(RECORD EXCERPTS begins)

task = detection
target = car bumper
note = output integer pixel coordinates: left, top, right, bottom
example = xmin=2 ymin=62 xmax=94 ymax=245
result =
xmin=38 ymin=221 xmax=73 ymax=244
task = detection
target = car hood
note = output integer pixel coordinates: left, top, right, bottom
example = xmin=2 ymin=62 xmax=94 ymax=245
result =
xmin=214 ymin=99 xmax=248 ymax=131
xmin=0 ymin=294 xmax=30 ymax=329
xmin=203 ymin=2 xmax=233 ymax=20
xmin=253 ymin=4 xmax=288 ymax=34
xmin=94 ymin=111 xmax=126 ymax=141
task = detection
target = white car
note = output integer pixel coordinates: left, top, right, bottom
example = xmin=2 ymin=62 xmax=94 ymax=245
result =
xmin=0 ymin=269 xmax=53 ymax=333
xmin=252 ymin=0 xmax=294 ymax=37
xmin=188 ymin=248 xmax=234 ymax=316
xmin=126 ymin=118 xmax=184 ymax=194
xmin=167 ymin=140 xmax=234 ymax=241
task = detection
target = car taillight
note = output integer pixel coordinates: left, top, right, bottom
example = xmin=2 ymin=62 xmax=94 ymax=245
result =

(RECORD EXCERPTS ends)

> _PROBLEM_
Write out every entry again, keeping each line exactly the same.

> _REPLY_
task = detection
target = car bumper
note = output integer pixel coordinates: left, top, right, bottom
example = xmin=2 ymin=62 xmax=94 ymax=245
result =
xmin=38 ymin=221 xmax=73 ymax=244
task = detection
target = car hood
note = output integer pixel coordinates: left, top, right, bottom
example = xmin=2 ymin=62 xmax=94 ymax=245
result =
xmin=214 ymin=99 xmax=248 ymax=131
xmin=0 ymin=294 xmax=30 ymax=329
xmin=203 ymin=2 xmax=233 ymax=20
xmin=253 ymin=4 xmax=288 ymax=34
xmin=94 ymin=111 xmax=126 ymax=141
task = detection
target = white car
note = output integer pixel coordinates: left, top, right, bottom
example = xmin=2 ymin=62 xmax=94 ymax=245
result =
xmin=0 ymin=269 xmax=53 ymax=333
xmin=252 ymin=0 xmax=294 ymax=37
xmin=188 ymin=248 xmax=234 ymax=316
xmin=126 ymin=118 xmax=184 ymax=194
xmin=167 ymin=140 xmax=234 ymax=241
task = detection
target = car taillight
note = output integer pixel coordinates: left, top, right, bottom
example = xmin=2 ymin=62 xmax=94 ymax=245
result =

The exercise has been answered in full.